Extract the passage of the Matthew Scannell biography starting at "Matthew B. Scannell" and ending at "University in 1992.", copying it word for word.
[start of Excerpt provided]
Matthew B. Scannell (born February 10, 1970) is an American singer, songwriter, guitarist and multi-instrumentalist. Scannell is the lead vocalist, lead guitarist, primary songwriter, and founding member of the alternative rock band Vertical Horizon.

Background
Scannell is a native of Worcester, Massachusetts. He was given his first guitar when he was seven years old. Scannell attended high school at Deerfield Academy in Deerfield, Massachusetts. He enrolled at Georgetown University in Washington D.C. after graduation from high school.

Vertical Horizon
In 1990, Scannell and another Georgetown student, Keith Kane, formed Vertical Horizon. The two began performing in Washington clubs in October 1991. Scannell received a bachelor's degree in psychology from Georgetown University in 1992.

The duo released their first album, There and Back Again, in 1992 after graduation from Georgetown. Scannell has since appeared as the lead vocalist of all of Vertical Horizon's albums.
[end of Excerpt provided]
[start of Data]
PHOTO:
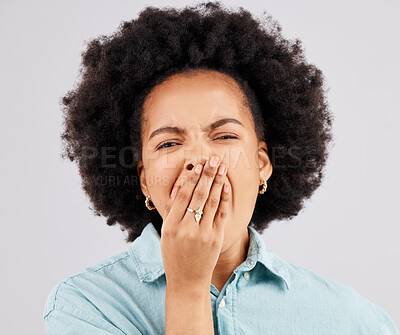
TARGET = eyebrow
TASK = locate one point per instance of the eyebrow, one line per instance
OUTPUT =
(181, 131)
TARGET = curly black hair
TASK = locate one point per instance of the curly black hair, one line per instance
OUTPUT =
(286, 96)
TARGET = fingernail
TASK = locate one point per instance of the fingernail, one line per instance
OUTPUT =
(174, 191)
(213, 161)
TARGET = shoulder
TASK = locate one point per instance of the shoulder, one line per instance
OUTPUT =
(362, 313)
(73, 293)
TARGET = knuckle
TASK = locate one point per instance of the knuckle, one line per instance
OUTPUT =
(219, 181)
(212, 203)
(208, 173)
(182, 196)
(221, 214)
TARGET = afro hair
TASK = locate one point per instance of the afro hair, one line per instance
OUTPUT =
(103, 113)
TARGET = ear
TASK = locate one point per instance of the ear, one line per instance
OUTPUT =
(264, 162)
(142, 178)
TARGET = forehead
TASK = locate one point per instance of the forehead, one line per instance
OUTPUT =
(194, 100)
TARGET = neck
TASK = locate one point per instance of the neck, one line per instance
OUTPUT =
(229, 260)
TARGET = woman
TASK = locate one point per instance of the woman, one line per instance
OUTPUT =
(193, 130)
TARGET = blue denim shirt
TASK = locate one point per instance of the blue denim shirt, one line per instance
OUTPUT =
[end of Data]
[start of Data]
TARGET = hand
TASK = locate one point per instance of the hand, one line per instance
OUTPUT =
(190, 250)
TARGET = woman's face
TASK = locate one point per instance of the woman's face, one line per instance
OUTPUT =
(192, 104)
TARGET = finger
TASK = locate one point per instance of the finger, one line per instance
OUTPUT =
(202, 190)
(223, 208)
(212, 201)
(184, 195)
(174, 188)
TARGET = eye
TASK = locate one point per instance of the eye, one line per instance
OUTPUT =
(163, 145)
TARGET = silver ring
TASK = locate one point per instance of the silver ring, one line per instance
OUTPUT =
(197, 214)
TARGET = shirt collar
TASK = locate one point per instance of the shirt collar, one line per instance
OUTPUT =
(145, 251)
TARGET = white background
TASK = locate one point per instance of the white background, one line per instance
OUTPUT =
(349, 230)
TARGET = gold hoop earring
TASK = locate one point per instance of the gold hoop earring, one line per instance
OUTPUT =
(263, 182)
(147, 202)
[end of Data]
_The answer_
Matthew B. Scannell (born February 10, 1970) is an American singer, songwriter, guitarist and multi-instrumentalist. Scannell is the lead vocalist, lead guitarist, primary songwriter, and founding member of the alternative rock band Vertical Horizon.

Background
Scannell is a native of Worcester, Massachusetts. He was given his first guitar when he was seven years old. Scannell attended high school at Deerfield Academy in Deerfield, Massachusetts. He enrolled at Georgetown University in Washington D.C. after graduation from high school.

Vertical Horizon
In 1990, Scannell and another Georgetown student, Keith Kane, formed Vertical Horizon. The two began performing in Washington clubs in October 1991. Scannell received a bachelor's degree in psychology from Georgetown University in 1992.